─── Given information ───

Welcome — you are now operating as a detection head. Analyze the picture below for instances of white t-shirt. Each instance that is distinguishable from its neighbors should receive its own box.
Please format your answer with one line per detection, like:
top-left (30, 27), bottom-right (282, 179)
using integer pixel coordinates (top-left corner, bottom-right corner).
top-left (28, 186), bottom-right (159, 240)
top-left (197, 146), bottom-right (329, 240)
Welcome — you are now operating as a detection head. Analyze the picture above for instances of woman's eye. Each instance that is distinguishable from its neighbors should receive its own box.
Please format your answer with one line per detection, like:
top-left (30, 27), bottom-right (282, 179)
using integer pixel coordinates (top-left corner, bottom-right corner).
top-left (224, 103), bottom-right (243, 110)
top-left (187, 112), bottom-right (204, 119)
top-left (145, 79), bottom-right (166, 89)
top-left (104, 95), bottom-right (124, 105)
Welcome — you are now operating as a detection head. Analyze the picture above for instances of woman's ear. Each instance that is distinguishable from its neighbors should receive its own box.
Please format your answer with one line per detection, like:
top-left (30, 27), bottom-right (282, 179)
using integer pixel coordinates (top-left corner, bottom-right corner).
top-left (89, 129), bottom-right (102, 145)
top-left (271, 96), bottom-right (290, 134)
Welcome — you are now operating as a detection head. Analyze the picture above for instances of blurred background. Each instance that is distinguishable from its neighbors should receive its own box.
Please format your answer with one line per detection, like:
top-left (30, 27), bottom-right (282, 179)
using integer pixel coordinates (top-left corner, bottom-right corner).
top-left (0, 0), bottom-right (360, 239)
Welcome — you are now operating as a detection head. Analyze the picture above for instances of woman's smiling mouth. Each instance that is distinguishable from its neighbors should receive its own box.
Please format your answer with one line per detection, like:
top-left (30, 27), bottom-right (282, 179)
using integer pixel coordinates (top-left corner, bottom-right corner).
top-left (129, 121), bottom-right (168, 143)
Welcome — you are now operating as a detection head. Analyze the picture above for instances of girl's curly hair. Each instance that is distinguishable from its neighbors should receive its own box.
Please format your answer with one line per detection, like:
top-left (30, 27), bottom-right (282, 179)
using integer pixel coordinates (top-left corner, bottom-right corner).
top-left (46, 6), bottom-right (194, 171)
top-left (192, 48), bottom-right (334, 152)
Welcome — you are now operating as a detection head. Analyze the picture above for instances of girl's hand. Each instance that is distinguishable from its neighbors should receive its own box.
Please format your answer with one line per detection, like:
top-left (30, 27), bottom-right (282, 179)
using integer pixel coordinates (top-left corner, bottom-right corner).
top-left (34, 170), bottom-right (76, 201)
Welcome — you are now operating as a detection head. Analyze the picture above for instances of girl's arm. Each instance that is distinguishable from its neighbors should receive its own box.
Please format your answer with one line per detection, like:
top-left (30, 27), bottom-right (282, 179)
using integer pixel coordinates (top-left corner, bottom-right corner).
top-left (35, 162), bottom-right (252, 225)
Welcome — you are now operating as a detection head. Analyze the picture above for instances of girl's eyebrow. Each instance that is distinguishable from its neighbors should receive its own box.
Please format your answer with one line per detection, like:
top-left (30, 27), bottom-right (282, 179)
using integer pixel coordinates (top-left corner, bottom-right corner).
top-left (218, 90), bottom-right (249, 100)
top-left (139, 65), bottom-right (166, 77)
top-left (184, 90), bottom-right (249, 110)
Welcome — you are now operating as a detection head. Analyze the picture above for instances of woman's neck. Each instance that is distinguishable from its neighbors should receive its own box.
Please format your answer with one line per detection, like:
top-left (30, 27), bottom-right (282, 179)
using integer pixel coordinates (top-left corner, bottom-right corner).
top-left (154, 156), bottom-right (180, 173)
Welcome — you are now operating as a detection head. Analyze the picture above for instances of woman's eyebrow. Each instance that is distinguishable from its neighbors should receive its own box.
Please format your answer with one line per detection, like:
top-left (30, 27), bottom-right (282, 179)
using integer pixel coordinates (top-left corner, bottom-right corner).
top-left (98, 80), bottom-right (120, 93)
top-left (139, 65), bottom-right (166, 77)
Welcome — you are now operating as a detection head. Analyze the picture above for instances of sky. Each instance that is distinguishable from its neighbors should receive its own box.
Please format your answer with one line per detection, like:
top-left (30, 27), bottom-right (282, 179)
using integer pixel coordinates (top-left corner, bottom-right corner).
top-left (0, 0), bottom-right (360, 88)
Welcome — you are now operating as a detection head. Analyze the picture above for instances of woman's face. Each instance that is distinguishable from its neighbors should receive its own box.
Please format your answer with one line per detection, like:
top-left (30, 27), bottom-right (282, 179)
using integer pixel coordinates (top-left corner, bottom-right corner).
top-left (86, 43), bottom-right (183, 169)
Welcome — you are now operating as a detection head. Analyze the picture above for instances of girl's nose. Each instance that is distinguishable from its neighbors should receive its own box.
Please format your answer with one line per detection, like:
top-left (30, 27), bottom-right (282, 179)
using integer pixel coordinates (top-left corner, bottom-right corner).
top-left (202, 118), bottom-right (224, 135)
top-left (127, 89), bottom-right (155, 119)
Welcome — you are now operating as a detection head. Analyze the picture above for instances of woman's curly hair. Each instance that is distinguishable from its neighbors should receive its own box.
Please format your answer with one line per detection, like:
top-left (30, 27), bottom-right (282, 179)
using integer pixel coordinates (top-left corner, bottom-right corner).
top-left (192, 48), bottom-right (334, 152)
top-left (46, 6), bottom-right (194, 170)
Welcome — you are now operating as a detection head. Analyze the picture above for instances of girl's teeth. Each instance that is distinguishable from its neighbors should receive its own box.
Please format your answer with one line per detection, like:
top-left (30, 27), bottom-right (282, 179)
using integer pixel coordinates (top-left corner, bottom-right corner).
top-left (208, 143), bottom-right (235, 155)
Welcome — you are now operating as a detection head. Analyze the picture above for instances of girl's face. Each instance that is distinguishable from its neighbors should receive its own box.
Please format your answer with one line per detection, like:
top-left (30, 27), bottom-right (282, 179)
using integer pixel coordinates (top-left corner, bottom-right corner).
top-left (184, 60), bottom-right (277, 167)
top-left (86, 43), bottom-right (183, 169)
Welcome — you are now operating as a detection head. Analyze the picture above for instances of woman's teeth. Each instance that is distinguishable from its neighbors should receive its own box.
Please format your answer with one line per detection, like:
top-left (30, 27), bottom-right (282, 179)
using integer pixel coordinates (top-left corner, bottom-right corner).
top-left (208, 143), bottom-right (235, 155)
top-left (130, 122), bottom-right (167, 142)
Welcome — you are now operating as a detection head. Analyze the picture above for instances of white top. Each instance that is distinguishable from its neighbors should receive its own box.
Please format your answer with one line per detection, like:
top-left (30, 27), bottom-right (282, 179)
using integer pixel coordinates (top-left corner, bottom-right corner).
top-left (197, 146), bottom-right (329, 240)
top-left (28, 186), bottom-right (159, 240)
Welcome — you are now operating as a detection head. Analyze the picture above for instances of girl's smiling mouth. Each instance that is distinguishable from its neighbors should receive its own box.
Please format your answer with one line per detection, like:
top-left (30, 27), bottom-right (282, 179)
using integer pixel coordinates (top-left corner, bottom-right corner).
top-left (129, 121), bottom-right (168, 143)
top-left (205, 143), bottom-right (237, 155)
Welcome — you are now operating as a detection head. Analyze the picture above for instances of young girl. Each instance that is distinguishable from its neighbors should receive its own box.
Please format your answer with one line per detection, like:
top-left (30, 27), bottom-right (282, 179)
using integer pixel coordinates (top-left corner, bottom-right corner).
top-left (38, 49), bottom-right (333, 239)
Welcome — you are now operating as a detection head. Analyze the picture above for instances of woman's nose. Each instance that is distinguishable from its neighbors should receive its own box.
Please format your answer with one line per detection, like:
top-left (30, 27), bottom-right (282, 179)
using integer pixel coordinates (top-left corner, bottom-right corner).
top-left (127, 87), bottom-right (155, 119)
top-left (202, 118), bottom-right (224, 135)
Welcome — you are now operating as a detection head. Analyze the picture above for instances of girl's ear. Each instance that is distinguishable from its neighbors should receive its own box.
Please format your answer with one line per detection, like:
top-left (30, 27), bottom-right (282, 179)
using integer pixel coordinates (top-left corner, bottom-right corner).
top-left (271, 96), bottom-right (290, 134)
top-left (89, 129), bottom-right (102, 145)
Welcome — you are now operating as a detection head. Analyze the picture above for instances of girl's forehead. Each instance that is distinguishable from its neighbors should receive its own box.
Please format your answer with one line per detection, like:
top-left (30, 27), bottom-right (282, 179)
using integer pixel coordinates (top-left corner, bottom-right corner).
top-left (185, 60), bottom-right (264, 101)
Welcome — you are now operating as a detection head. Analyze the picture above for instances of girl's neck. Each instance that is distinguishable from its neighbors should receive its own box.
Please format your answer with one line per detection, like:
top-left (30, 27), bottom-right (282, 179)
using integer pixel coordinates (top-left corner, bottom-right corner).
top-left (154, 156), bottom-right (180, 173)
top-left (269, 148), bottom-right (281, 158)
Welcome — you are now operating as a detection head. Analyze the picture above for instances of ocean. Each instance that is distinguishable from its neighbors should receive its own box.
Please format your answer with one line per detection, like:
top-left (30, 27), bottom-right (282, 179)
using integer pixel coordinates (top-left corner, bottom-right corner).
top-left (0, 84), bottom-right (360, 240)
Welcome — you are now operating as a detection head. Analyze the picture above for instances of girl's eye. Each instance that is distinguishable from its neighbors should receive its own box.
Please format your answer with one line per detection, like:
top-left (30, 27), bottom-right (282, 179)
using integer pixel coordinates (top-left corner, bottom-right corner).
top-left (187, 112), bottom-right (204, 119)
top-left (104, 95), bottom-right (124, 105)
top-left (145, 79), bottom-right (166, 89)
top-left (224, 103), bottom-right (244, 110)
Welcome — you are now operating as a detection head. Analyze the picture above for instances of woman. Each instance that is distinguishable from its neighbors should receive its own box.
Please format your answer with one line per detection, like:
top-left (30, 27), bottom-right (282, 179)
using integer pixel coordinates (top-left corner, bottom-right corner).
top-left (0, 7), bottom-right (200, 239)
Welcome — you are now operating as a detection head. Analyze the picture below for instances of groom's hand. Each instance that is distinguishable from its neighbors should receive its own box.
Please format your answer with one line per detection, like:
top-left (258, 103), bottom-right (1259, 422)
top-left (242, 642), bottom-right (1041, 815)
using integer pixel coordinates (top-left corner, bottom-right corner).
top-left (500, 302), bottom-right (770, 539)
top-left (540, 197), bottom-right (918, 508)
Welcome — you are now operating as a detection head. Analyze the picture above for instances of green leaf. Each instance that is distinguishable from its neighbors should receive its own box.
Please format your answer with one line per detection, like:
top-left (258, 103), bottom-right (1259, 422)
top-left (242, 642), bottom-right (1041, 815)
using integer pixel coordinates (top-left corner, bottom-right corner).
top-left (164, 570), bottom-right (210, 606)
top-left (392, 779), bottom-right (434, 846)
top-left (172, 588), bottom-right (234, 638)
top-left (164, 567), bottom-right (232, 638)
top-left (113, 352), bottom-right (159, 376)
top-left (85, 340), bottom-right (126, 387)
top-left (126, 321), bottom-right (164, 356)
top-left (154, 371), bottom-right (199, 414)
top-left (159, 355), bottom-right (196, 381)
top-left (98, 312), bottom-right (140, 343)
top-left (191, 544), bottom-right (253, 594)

───

Convert the part of the items that runs from the start through the line containing "top-left (0, 0), bottom-right (360, 239)" into a two-column CSV with the headers text and answer, one row per item. Wrap each field in double quotes and replace any line breaks inside a field with spaces.

text,answer
"Welcome — you are now operating as a detection head. Analyze the picture below for instances of white t-shirt. Each instance that is distinguishable from its neighbors should receive its own box. Please format your answer with one line per detection, like: top-left (30, 27), bottom-right (282, 179) using integer pixel coordinates (top-left corner, bottom-right corner).","top-left (28, 186), bottom-right (159, 240) top-left (197, 146), bottom-right (329, 240)"
"Welcome — you are now operating as a detection head. Analyze the picture above for instances of woman's eye. Each instance that is distinguishable from its neighbors should receive its own box. Please format your answer with one line per detection, like: top-left (30, 27), bottom-right (282, 179) using integer pixel coordinates (top-left corner, bottom-right corner).","top-left (224, 103), bottom-right (243, 110) top-left (187, 112), bottom-right (204, 119) top-left (145, 79), bottom-right (166, 89) top-left (104, 95), bottom-right (124, 105)"
"Welcome — you are now operating as a detection head. Analyze the picture above for instances of woman's ear. Each instance that is distinguishable from its neighbors should receive its own box. Please format your answer with one line per detection, like: top-left (30, 27), bottom-right (282, 179) using integer pixel coordinates (top-left corner, bottom-right corner).","top-left (89, 129), bottom-right (102, 145) top-left (271, 96), bottom-right (290, 134)"
"Welcome — you are now operating as a detection head. Analyze the picture above for instances of blurred background. Each instance that is distinguishable from its neighbors should receive its own box. Please format your answer with one line per detection, like: top-left (30, 27), bottom-right (282, 179) using integer pixel coordinates (top-left corner, bottom-right corner).","top-left (0, 0), bottom-right (360, 239)"